Start of ROWS

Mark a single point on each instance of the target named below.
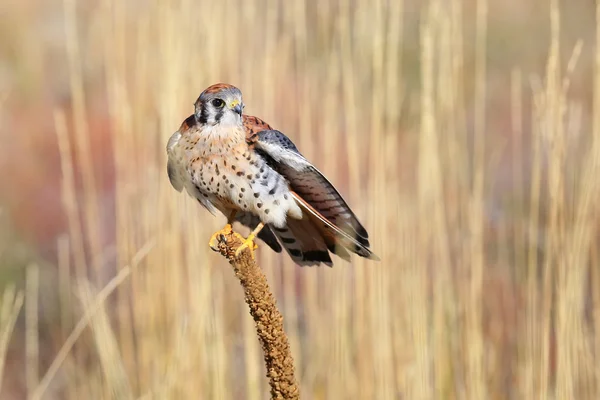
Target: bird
(238, 165)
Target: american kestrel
(237, 164)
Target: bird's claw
(246, 243)
(219, 236)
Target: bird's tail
(310, 239)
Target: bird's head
(220, 104)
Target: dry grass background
(464, 134)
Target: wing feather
(312, 190)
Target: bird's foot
(214, 239)
(246, 243)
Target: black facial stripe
(203, 118)
(219, 114)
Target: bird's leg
(249, 241)
(214, 239)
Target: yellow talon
(214, 239)
(247, 243)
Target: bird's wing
(313, 192)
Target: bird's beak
(238, 109)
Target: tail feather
(303, 243)
(337, 240)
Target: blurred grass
(464, 134)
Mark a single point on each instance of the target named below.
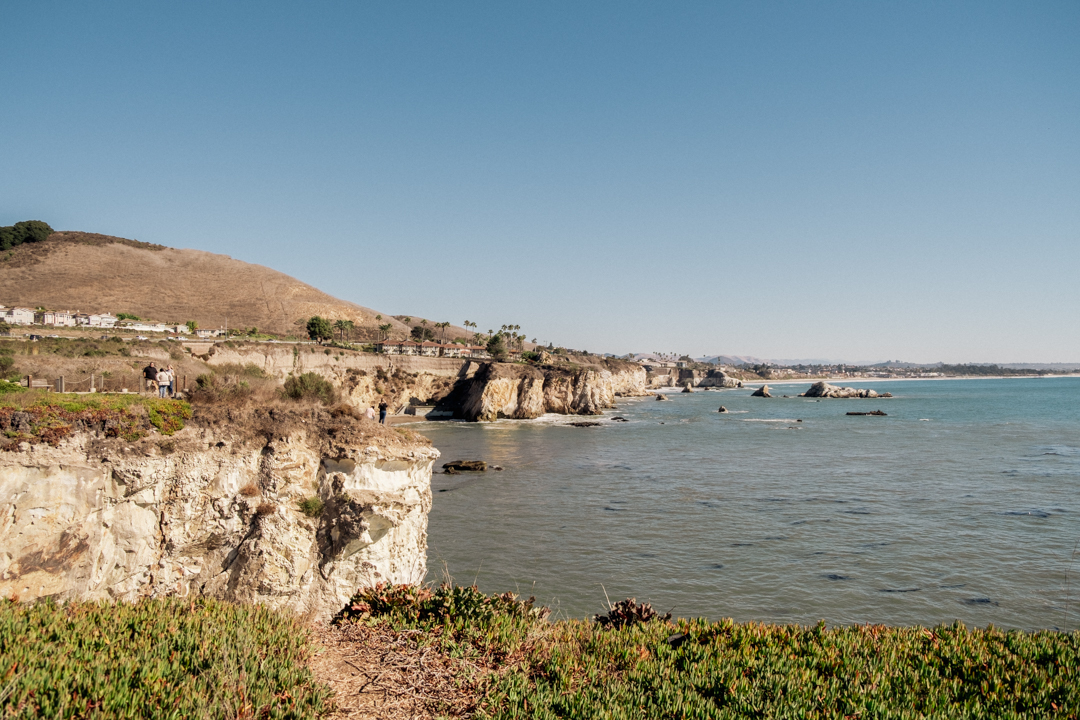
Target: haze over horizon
(842, 180)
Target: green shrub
(310, 385)
(311, 506)
(174, 657)
(416, 606)
(28, 231)
(166, 415)
(10, 388)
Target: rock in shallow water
(825, 390)
(464, 466)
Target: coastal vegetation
(35, 417)
(505, 659)
(696, 668)
(174, 657)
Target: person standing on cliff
(163, 379)
(150, 378)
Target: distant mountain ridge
(89, 272)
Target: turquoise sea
(963, 503)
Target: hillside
(88, 272)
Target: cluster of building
(430, 349)
(105, 321)
(56, 318)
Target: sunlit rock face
(212, 512)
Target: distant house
(55, 318)
(148, 327)
(17, 315)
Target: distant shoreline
(952, 377)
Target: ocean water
(963, 503)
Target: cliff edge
(499, 390)
(288, 507)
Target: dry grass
(96, 273)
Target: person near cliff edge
(150, 378)
(163, 379)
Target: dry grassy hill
(88, 272)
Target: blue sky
(862, 180)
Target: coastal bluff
(467, 389)
(292, 508)
(521, 392)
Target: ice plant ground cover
(154, 659)
(181, 657)
(725, 669)
(37, 417)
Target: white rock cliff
(216, 512)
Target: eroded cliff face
(523, 392)
(216, 511)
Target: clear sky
(861, 180)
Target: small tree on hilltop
(320, 329)
(496, 348)
(420, 334)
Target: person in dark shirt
(150, 378)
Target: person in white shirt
(163, 380)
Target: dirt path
(376, 673)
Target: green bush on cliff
(175, 657)
(310, 385)
(37, 417)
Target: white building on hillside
(16, 315)
(54, 317)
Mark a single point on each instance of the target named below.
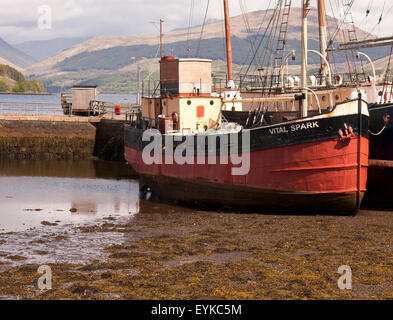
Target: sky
(25, 20)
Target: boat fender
(347, 136)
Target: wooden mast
(230, 83)
(161, 22)
(322, 35)
(306, 10)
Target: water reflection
(33, 193)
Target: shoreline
(168, 252)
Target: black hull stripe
(276, 136)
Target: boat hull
(381, 145)
(295, 172)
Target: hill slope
(11, 80)
(15, 56)
(43, 49)
(111, 61)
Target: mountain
(43, 49)
(110, 59)
(14, 56)
(11, 80)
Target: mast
(306, 10)
(161, 22)
(230, 83)
(322, 35)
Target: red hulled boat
(311, 164)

End of ROWS

### BRIEF
Reproduce the items from the line with "Target: ocean water" through the last line of the items. Leave the pictures out.

### SOLUTION TO THIS PROBLEM
Target: ocean water
(963, 503)
Target: cliff edge
(499, 390)
(288, 507)
Target: dry grass
(96, 273)
Target: person near cliff edge
(150, 378)
(163, 379)
Target: dry grassy hill
(88, 272)
Target: blue sky
(862, 180)
Target: coastal bluff
(467, 389)
(292, 508)
(521, 392)
Target: ice plant ground cover
(154, 659)
(181, 657)
(725, 669)
(37, 417)
Target: white rock cliff
(216, 512)
Target: eroded cliff face
(523, 392)
(216, 511)
Target: clear sky
(861, 180)
Target: small tree on hilltop
(320, 329)
(496, 348)
(420, 334)
Target: person in dark shirt
(150, 378)
Target: person in white shirt
(163, 380)
Target: dirt path
(376, 673)
Target: green bush on cliff
(175, 657)
(310, 385)
(37, 417)
Target: white building on hillside
(16, 315)
(54, 317)
Mark a single point on each instance of the target named below.
Target: sky
(25, 20)
Target: boat fender
(347, 136)
Target: wooden mast
(230, 83)
(161, 22)
(322, 35)
(306, 10)
Target: water reflection
(33, 193)
Target: shoreline
(168, 252)
Target: black hull stripe
(276, 136)
Target: boat hull
(381, 145)
(295, 172)
Target: hill slope
(11, 80)
(15, 56)
(43, 49)
(111, 61)
Target: mountain
(43, 49)
(110, 59)
(14, 56)
(11, 80)
Target: mast
(306, 10)
(161, 22)
(230, 83)
(322, 35)
Target: red hulled boat
(311, 164)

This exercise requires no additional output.